──────── Provided records ────────
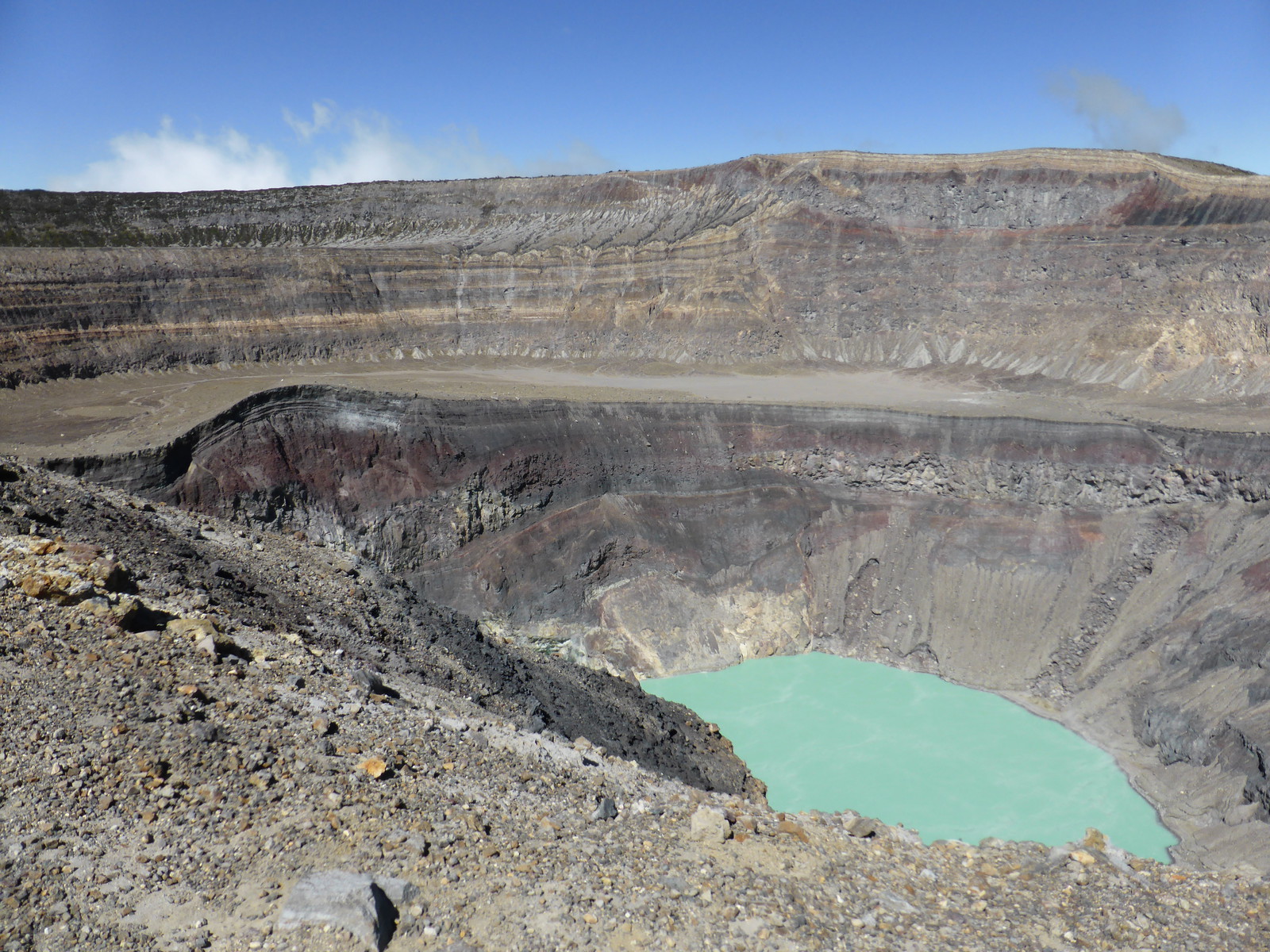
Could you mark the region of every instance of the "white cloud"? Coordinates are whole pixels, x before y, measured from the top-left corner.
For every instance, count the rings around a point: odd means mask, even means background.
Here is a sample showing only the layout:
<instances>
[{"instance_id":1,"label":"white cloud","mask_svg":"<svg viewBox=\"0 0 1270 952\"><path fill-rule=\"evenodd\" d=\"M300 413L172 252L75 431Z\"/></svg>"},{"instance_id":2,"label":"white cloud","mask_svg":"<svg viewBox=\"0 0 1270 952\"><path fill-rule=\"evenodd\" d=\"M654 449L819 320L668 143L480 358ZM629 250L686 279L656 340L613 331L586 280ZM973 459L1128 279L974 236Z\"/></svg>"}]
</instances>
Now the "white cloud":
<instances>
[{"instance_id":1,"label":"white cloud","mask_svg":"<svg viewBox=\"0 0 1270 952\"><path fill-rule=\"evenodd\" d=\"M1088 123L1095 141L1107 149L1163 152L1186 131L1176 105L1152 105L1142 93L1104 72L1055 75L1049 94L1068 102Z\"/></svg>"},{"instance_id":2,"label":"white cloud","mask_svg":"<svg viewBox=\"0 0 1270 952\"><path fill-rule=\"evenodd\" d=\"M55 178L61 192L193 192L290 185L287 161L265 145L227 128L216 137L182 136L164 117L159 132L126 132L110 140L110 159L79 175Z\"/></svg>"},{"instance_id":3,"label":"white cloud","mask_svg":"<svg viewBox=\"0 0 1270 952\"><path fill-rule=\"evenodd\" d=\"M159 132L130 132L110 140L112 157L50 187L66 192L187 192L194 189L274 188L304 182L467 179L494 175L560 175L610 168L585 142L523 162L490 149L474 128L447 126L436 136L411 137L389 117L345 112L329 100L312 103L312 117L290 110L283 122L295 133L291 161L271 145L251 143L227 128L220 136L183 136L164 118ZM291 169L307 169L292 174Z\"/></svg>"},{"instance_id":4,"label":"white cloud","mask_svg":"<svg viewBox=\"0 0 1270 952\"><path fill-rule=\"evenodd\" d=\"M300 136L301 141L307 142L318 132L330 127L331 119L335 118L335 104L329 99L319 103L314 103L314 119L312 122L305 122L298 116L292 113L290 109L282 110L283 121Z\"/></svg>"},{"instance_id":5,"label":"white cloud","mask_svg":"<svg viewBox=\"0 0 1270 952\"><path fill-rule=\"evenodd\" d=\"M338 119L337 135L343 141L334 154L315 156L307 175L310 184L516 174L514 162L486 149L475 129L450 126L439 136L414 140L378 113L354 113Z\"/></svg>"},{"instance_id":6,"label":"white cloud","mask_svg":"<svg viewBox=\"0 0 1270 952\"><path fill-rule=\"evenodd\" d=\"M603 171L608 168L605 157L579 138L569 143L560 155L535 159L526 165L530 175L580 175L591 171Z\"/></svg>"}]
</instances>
────────
**Task brief**
Collect all lines from the rows above that contain the word "every".

**Task response**
Could you mark the region of every instance of the "white cloud"? Coordinates are whole pixels, x before y, measured from the top-left corner.
For every instance, count the rings around a point: odd means mask, even means background.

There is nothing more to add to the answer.